Data entries
== == ==
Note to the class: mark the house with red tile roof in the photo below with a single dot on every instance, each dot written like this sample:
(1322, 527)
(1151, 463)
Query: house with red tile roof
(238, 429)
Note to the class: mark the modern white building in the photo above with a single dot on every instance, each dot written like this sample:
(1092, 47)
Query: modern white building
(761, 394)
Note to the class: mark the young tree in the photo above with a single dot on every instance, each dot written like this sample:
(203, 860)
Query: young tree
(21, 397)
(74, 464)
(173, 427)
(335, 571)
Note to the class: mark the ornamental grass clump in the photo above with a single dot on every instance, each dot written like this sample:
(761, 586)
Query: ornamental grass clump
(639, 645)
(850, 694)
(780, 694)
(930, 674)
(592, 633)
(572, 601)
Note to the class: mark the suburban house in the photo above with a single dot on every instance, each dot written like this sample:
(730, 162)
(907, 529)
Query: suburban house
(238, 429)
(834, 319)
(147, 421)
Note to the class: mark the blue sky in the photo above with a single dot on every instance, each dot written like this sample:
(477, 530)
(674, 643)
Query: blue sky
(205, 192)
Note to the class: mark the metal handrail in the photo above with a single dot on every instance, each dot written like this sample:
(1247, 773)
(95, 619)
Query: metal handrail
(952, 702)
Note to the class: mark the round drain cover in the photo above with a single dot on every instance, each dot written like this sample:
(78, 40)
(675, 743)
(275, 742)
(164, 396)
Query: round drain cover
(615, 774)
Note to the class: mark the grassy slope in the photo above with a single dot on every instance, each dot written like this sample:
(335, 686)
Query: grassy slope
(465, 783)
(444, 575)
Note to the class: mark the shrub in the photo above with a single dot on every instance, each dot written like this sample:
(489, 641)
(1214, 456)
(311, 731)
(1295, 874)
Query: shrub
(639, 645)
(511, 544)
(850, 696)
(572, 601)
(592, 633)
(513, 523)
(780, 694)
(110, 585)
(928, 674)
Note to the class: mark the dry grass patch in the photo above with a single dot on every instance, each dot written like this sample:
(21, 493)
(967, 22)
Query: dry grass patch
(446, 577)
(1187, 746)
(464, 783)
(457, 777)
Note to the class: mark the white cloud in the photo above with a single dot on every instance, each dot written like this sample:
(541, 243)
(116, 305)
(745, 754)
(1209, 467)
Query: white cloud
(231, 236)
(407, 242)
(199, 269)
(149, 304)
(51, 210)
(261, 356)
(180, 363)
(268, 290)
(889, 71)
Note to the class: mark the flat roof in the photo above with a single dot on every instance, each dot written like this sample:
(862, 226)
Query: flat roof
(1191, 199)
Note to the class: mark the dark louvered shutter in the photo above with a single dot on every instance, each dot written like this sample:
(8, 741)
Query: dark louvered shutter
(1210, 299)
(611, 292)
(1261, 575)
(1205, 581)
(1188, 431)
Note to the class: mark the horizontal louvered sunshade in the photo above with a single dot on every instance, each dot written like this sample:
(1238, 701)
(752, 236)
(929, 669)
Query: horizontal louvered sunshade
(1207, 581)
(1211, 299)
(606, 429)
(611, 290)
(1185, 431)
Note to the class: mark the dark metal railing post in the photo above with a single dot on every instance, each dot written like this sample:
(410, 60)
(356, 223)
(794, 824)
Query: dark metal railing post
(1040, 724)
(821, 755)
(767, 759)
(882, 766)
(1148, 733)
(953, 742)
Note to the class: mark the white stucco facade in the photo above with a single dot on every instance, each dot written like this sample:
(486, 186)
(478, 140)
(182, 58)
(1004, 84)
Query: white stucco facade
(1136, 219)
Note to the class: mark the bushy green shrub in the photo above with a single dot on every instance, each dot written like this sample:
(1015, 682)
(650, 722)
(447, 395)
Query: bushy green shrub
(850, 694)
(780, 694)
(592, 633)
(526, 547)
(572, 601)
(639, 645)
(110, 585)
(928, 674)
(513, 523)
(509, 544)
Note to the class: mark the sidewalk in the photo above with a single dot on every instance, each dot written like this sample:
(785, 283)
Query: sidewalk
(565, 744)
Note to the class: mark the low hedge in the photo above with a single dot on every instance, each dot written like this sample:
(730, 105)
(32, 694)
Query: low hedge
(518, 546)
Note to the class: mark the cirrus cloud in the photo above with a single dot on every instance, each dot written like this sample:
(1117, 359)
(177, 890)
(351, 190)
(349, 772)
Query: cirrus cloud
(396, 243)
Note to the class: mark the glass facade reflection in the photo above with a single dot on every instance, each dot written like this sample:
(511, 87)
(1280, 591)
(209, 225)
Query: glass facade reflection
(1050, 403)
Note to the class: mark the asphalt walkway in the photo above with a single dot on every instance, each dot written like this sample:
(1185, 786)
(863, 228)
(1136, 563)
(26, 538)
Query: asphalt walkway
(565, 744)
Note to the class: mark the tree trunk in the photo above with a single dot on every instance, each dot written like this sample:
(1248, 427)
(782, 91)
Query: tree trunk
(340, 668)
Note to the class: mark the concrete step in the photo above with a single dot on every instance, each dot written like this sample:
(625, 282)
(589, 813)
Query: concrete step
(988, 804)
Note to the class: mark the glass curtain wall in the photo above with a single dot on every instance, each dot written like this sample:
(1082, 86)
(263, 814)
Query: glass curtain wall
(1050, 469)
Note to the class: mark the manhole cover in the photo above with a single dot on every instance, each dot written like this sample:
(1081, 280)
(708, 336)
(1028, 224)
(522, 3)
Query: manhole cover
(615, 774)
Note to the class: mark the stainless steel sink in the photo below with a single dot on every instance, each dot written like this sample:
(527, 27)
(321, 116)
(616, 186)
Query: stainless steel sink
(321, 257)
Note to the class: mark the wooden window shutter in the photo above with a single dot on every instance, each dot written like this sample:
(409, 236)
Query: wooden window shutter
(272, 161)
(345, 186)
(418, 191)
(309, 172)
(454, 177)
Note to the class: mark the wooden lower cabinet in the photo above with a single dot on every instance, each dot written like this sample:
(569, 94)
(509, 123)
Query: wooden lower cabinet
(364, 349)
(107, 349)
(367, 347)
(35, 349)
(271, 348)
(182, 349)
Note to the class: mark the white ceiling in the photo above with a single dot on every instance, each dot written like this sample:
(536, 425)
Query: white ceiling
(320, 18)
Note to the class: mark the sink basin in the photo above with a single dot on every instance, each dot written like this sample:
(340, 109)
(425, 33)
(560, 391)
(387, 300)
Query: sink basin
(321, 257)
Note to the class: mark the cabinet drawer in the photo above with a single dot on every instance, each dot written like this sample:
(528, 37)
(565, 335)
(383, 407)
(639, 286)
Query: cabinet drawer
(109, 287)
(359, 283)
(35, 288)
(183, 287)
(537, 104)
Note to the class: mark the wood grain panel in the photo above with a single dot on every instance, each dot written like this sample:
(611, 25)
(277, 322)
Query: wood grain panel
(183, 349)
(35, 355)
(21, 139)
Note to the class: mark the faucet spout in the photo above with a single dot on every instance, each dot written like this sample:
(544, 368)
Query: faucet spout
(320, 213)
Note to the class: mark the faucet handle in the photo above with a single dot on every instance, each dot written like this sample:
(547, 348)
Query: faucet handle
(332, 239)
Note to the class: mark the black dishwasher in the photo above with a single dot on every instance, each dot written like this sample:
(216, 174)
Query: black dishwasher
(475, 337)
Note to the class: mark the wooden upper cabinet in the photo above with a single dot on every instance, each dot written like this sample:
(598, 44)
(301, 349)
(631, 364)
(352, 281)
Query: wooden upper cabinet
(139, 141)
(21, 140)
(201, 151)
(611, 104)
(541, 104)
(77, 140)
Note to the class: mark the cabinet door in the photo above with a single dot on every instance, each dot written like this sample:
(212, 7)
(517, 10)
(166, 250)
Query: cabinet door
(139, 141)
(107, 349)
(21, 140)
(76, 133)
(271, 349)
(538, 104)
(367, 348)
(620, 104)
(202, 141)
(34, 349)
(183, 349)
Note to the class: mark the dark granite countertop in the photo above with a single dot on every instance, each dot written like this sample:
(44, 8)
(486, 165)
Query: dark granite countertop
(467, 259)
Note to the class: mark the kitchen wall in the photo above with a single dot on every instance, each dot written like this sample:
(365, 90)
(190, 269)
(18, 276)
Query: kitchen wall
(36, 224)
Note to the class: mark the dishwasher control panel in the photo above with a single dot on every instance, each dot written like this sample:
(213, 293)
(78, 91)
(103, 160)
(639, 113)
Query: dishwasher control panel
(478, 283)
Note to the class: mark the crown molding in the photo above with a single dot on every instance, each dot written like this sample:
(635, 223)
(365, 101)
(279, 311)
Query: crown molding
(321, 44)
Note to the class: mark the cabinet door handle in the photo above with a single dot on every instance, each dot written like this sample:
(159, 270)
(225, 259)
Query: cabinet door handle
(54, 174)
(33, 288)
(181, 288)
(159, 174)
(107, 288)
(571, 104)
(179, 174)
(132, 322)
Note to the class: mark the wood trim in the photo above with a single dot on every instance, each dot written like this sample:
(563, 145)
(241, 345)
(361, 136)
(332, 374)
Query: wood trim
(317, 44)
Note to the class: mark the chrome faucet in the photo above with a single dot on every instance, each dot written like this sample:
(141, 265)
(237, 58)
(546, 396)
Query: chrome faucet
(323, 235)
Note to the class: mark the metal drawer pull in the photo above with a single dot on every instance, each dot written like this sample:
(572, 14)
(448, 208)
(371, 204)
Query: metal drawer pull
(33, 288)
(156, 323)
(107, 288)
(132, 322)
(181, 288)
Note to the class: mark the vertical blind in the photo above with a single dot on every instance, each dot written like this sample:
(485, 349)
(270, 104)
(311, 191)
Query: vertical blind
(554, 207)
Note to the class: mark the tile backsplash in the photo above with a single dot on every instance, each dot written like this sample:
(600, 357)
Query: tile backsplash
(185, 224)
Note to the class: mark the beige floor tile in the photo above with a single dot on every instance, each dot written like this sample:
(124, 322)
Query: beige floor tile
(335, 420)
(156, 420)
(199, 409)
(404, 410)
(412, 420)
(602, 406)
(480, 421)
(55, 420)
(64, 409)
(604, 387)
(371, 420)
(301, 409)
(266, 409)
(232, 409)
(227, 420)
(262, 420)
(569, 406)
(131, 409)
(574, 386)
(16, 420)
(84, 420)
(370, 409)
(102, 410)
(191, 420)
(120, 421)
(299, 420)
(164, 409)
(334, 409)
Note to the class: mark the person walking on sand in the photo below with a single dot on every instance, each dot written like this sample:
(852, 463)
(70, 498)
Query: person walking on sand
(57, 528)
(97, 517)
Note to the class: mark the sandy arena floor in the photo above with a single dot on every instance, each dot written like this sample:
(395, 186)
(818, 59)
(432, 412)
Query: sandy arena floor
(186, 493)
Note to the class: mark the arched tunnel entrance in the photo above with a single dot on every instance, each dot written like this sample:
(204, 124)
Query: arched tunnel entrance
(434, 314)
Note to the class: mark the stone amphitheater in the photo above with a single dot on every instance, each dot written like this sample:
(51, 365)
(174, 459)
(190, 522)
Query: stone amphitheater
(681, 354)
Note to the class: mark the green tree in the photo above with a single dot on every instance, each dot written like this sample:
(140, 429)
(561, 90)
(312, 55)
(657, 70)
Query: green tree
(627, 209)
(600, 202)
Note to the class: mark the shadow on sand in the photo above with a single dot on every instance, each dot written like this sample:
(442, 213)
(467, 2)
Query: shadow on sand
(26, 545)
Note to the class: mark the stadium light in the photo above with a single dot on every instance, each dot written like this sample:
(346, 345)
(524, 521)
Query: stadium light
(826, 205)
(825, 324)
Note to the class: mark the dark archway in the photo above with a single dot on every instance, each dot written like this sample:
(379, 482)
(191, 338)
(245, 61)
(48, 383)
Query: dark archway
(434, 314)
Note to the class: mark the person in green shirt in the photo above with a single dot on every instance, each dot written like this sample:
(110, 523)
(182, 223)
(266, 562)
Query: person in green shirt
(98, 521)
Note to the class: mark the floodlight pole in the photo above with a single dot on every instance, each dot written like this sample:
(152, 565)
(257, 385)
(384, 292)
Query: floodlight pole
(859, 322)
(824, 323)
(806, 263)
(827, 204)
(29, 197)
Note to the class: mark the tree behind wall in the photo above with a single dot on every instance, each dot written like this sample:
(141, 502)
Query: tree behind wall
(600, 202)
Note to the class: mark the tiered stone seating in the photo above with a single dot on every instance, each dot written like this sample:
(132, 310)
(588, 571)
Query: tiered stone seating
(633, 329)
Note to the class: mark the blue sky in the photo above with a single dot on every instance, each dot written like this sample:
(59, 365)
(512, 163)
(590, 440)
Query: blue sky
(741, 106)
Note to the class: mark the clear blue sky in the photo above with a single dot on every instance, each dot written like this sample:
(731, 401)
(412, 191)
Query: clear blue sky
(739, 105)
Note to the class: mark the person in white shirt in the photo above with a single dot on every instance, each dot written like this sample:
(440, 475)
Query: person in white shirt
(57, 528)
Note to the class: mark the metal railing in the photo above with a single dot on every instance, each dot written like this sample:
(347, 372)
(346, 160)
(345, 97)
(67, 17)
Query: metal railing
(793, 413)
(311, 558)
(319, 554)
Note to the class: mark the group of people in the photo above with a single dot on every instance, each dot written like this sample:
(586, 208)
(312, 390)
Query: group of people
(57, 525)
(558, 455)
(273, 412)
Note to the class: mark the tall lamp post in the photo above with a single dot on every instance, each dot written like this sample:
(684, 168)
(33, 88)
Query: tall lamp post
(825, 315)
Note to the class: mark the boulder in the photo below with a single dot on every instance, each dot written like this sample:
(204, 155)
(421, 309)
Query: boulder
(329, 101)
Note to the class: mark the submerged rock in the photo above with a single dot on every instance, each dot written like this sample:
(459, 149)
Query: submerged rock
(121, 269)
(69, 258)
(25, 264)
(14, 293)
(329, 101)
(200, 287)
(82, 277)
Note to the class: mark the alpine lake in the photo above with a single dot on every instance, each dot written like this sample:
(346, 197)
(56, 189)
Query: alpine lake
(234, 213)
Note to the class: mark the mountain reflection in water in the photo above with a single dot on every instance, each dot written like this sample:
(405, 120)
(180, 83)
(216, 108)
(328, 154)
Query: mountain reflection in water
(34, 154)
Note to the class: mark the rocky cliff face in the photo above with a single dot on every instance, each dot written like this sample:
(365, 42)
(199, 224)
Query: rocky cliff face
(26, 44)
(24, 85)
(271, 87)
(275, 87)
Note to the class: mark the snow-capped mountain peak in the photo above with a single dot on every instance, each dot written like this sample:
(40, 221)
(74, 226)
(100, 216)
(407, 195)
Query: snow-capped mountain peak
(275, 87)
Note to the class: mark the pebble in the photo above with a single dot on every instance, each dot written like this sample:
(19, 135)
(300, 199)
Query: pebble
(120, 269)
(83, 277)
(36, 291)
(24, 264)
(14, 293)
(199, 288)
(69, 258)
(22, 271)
== == ==
> _What you need to do_:
Copy out every line from the one containing "Note to the class: mark the metal railing" to the end of the material, both ends included.

> _Task response_:
Note to the class: mark the metal railing in the photo above with a single dot on every instance, each dot written like this sample:
(347, 372)
(346, 160)
(345, 97)
(67, 17)
Query: metal railing
(793, 413)
(311, 558)
(319, 554)
Note to the class: mark the group of people in the photo above with a single dot on every instance, each dot written like this sample:
(586, 208)
(312, 390)
Query: group of people
(57, 525)
(558, 455)
(273, 412)
Note to the class: mark the tall lamp post in the photo above with a single dot on every instance, each dot written like this sample:
(684, 168)
(33, 88)
Query: tall lamp post
(825, 315)
Note to the class: mark the boulder in the photo below with a single dot on every instance, each dot written like this sample:
(204, 155)
(421, 309)
Query: boulder
(329, 101)
Note to the class: mark the submerged rock in the photo above with a single dot on every instance, each dot written like this sample:
(459, 149)
Query: submerged rock
(121, 269)
(69, 258)
(25, 264)
(14, 293)
(329, 101)
(200, 287)
(82, 277)
Note to the class: mark the alpine lake in the photo above with a single dot on every instance, each dot written like this sample:
(346, 197)
(56, 189)
Query: alpine lake
(234, 213)
Note to the class: mark the mountain reflection in water in the photo above with a single dot on every instance, each dot written like this sample:
(405, 120)
(180, 83)
(216, 108)
(328, 154)
Query: mountain reflection in water
(34, 154)
Note to the class: mark the rocky cliff face in the photo above with a single dot on every instance, each dot written like this sample:
(365, 42)
(199, 224)
Query: rocky cliff face
(26, 44)
(24, 85)
(271, 87)
(275, 87)
Note to the class: mark the snow-capped mountain peak in the photo above with a single dot on every instance, each dot written like this sample:
(40, 221)
(74, 226)
(100, 216)
(407, 195)
Query: snow-capped mountain peak
(275, 87)
Note to the class: mark the pebble in the photo above with a single dot on every instance, each dot written like this sample:
(19, 135)
(300, 199)
Query: pebble
(120, 269)
(83, 277)
(36, 291)
(24, 264)
(14, 293)
(199, 288)
(69, 258)
(22, 271)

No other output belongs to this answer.